TASK GOAL →
Exactly as written, quote every line that follows, skipping the images.

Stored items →
_ _ _ _ _
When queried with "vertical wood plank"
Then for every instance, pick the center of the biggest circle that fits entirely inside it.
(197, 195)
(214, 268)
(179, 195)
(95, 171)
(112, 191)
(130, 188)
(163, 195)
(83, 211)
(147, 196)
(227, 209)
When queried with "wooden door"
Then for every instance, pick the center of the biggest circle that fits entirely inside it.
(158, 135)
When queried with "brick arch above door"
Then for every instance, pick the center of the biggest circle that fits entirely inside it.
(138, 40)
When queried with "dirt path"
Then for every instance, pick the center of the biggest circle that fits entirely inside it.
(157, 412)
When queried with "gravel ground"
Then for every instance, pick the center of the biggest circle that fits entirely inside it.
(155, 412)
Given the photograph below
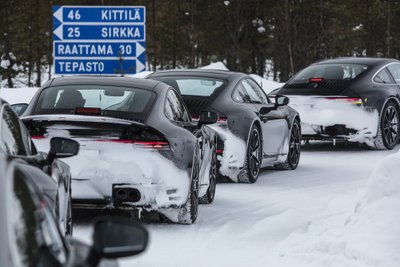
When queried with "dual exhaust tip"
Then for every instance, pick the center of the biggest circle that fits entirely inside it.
(124, 194)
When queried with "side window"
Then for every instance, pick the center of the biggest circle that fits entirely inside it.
(34, 236)
(383, 77)
(255, 96)
(11, 140)
(175, 110)
(260, 93)
(395, 71)
(240, 94)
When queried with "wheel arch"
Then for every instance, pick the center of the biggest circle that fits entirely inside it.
(392, 99)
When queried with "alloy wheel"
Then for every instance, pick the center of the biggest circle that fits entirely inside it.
(295, 145)
(390, 126)
(254, 156)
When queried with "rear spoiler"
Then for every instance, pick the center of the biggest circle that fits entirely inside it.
(105, 128)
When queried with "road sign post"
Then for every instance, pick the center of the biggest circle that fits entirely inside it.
(99, 39)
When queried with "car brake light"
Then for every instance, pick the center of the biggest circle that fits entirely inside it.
(316, 80)
(142, 144)
(151, 144)
(38, 137)
(88, 111)
(222, 119)
(352, 100)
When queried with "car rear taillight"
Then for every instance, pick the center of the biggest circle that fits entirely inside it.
(316, 80)
(222, 119)
(351, 100)
(152, 144)
(159, 145)
(88, 111)
(38, 137)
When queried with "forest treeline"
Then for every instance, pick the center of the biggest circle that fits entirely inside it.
(267, 37)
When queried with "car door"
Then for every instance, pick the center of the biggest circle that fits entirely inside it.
(394, 70)
(274, 124)
(180, 116)
(35, 239)
(16, 141)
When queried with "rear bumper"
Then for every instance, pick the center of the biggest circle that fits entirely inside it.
(331, 119)
(149, 196)
(336, 131)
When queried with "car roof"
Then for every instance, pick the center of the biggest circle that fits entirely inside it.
(358, 60)
(103, 80)
(214, 73)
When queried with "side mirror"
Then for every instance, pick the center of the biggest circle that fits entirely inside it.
_ _ _ _ _
EXPECTED ANSWER →
When queried with "vertical wood plank"
Then for every instance, pick the center of the biggest circle that fits entirely inside it.
(197, 195)
(214, 268)
(179, 195)
(95, 171)
(112, 191)
(130, 188)
(163, 195)
(83, 211)
(147, 196)
(227, 209)
When queried with "wooden door"
Then for every instance, pick the center of the biggest circle that fits entirely inside it.
(158, 135)
When queried with "brick arch above door"
Then for every instance, pick the center of the biggest circle that fits entirely inside it.
(138, 40)
When queried with "dirt path"
Then for every instance, pick the center of the biggest circle that fits entirely inside it.
(157, 412)
When queried with "gravel ground"
Then for every instance, pick the center of the biggest circle that fits entirely inside it.
(155, 412)
Given the photograph below
When queried with "dual exhaust tip"
Then for every instance, pick the center of the biggest circle that fits entirely inside it.
(124, 194)
When queried with "side window"
Then for every instance, pick the center of the biggest circle that fits entirely inside it.
(34, 236)
(383, 77)
(255, 96)
(11, 140)
(175, 110)
(260, 93)
(395, 71)
(240, 94)
When queried with "wheel arch"
Then for every instance, pick the center of the biggest circle that fits entirely inside it.
(392, 99)
When queried with "alloy wheel"
Then for every instance, pick the center of the biggest circle that fits entirely inside it.
(295, 145)
(390, 126)
(254, 156)
When queried with "rear spoiler"
Then for every instance, pick the center of the biggest circle that fits entirely inside it.
(105, 128)
When queried with "road sign post"
Then for every instance, pick the center of the biggest circle that fits entirely inside it.
(99, 39)
When queried with "car brake light"
Then for every instance, pick the center of the biggest circle that fits entirely inside it.
(316, 80)
(142, 144)
(151, 144)
(38, 137)
(88, 111)
(222, 119)
(352, 100)
When queried with "car rear taillight"
Then for every instance, pick the center of the biggest circle that fits entirely inside it.
(316, 80)
(222, 119)
(351, 100)
(152, 144)
(159, 145)
(88, 111)
(38, 137)
When queried with "forest treeline"
Then for every instance, pick the center of the biggest circle that fits entirely inside it.
(267, 37)
When queried with "car door"
Then for every instance, pick the center of the biggest circle that fits entirely inside it.
(394, 70)
(274, 124)
(180, 116)
(35, 239)
(16, 141)
When queried with "rear bumper"
Then for every instance, pick the center of the biggest circle that fits entirely inside it.
(331, 119)
(149, 196)
(336, 131)
When queried with "car roof"
Then for every instance, pick the center of the biggest circle that fits entirely inside it.
(358, 60)
(103, 80)
(214, 73)
When queried with "side mirror"
Then for every instance, pick the center of the biggest circle that fits entirely inside it.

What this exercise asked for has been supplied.